- **DIRECTIVE**:
From the line with "A point belongs on each instance of the white road" through the final line, transcribe the material below character for character; include no other lines.

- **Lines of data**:
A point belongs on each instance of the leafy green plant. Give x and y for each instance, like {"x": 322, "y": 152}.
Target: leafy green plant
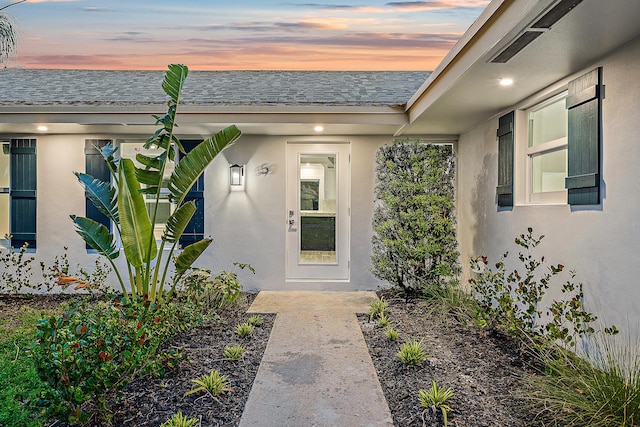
{"x": 436, "y": 398}
{"x": 95, "y": 348}
{"x": 213, "y": 291}
{"x": 244, "y": 329}
{"x": 414, "y": 241}
{"x": 256, "y": 320}
{"x": 383, "y": 320}
{"x": 125, "y": 202}
{"x": 601, "y": 390}
{"x": 15, "y": 269}
{"x": 391, "y": 334}
{"x": 377, "y": 308}
{"x": 233, "y": 352}
{"x": 511, "y": 300}
{"x": 411, "y": 353}
{"x": 179, "y": 420}
{"x": 212, "y": 383}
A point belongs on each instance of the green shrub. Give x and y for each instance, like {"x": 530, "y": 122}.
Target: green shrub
{"x": 15, "y": 269}
{"x": 233, "y": 352}
{"x": 411, "y": 353}
{"x": 436, "y": 398}
{"x": 212, "y": 383}
{"x": 93, "y": 349}
{"x": 179, "y": 420}
{"x": 216, "y": 291}
{"x": 511, "y": 300}
{"x": 414, "y": 242}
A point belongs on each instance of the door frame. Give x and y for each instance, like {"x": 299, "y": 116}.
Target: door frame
{"x": 340, "y": 271}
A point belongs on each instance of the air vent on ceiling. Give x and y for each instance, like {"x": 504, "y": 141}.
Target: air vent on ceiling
{"x": 532, "y": 32}
{"x": 556, "y": 13}
{"x": 515, "y": 47}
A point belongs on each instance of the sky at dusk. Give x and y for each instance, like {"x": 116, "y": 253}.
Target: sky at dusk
{"x": 238, "y": 35}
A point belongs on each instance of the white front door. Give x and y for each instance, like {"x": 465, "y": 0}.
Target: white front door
{"x": 318, "y": 211}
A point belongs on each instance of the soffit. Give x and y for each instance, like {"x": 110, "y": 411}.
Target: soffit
{"x": 465, "y": 91}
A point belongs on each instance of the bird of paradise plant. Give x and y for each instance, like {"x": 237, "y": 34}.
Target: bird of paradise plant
{"x": 124, "y": 203}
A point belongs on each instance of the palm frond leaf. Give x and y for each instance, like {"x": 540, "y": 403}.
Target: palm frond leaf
{"x": 148, "y": 177}
{"x": 178, "y": 221}
{"x": 190, "y": 254}
{"x": 108, "y": 153}
{"x": 174, "y": 81}
{"x": 195, "y": 162}
{"x": 97, "y": 236}
{"x": 151, "y": 162}
{"x": 101, "y": 194}
{"x": 137, "y": 231}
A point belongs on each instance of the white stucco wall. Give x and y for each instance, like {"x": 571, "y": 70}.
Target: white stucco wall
{"x": 601, "y": 243}
{"x": 247, "y": 226}
{"x": 250, "y": 226}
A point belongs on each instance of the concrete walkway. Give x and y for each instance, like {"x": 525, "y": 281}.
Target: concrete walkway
{"x": 316, "y": 370}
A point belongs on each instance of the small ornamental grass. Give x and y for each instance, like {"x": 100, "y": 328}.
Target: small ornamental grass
{"x": 599, "y": 391}
{"x": 391, "y": 334}
{"x": 179, "y": 420}
{"x": 411, "y": 353}
{"x": 244, "y": 330}
{"x": 436, "y": 398}
{"x": 377, "y": 308}
{"x": 212, "y": 383}
{"x": 383, "y": 320}
{"x": 234, "y": 352}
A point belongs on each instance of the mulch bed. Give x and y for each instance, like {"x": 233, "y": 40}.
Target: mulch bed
{"x": 485, "y": 372}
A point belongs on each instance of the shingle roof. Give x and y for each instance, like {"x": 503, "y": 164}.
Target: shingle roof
{"x": 209, "y": 88}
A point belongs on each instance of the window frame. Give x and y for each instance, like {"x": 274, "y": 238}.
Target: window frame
{"x": 525, "y": 155}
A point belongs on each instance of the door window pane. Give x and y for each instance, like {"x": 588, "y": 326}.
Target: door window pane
{"x": 317, "y": 208}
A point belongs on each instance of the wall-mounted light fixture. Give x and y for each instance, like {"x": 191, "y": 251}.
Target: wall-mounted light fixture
{"x": 263, "y": 169}
{"x": 236, "y": 175}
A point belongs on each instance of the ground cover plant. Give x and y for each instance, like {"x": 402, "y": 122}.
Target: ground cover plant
{"x": 20, "y": 386}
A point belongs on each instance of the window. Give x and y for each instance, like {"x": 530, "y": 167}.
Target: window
{"x": 4, "y": 190}
{"x": 22, "y": 191}
{"x": 558, "y": 146}
{"x": 96, "y": 166}
{"x": 546, "y": 153}
{"x": 129, "y": 150}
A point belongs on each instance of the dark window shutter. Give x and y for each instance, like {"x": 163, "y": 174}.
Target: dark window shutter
{"x": 96, "y": 166}
{"x": 22, "y": 195}
{"x": 583, "y": 139}
{"x": 195, "y": 230}
{"x": 505, "y": 160}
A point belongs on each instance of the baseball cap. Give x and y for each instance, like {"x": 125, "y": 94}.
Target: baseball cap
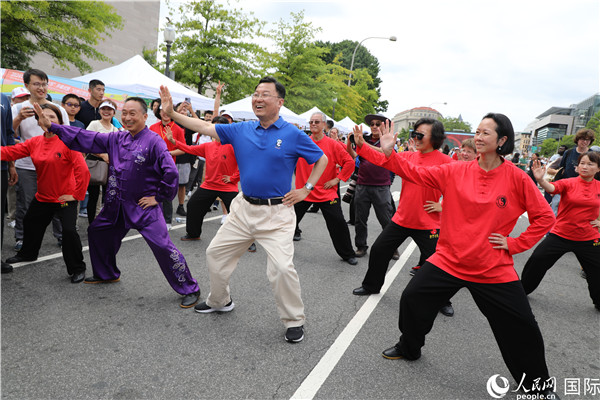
{"x": 20, "y": 92}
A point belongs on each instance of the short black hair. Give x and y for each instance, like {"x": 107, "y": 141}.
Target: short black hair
{"x": 95, "y": 82}
{"x": 220, "y": 120}
{"x": 140, "y": 101}
{"x": 50, "y": 106}
{"x": 37, "y": 72}
{"x": 438, "y": 134}
{"x": 66, "y": 97}
{"x": 503, "y": 128}
{"x": 278, "y": 86}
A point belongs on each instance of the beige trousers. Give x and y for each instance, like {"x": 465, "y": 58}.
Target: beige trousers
{"x": 273, "y": 228}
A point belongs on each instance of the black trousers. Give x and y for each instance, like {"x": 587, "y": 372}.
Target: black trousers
{"x": 554, "y": 247}
{"x": 38, "y": 217}
{"x": 392, "y": 236}
{"x": 199, "y": 204}
{"x": 336, "y": 224}
{"x": 93, "y": 197}
{"x": 505, "y": 306}
{"x": 3, "y": 203}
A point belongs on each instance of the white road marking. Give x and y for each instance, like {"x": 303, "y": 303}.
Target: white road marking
{"x": 313, "y": 382}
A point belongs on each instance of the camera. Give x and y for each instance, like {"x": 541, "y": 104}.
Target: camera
{"x": 349, "y": 195}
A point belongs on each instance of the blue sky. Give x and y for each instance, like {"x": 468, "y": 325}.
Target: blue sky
{"x": 517, "y": 57}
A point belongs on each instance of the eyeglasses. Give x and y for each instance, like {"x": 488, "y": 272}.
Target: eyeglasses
{"x": 257, "y": 96}
{"x": 38, "y": 85}
{"x": 417, "y": 135}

- **ANSWER**:
A point belongs on each instance of the white road marking. Give x and y for each instance, like {"x": 303, "y": 303}.
Target: white road marking
{"x": 313, "y": 382}
A point belongs on each instance of the camera. Give x and y for each instance, like {"x": 541, "y": 104}.
Target: camera
{"x": 349, "y": 195}
A point belongs on each instance of the blue sky. Give x and y for each instance, like {"x": 468, "y": 325}.
Target: blue sky
{"x": 517, "y": 57}
A point belongs on each instance of the eyeglasses. Give x and y for each instance, like {"x": 488, "y": 272}.
Target: eyeglasses
{"x": 257, "y": 96}
{"x": 38, "y": 85}
{"x": 417, "y": 135}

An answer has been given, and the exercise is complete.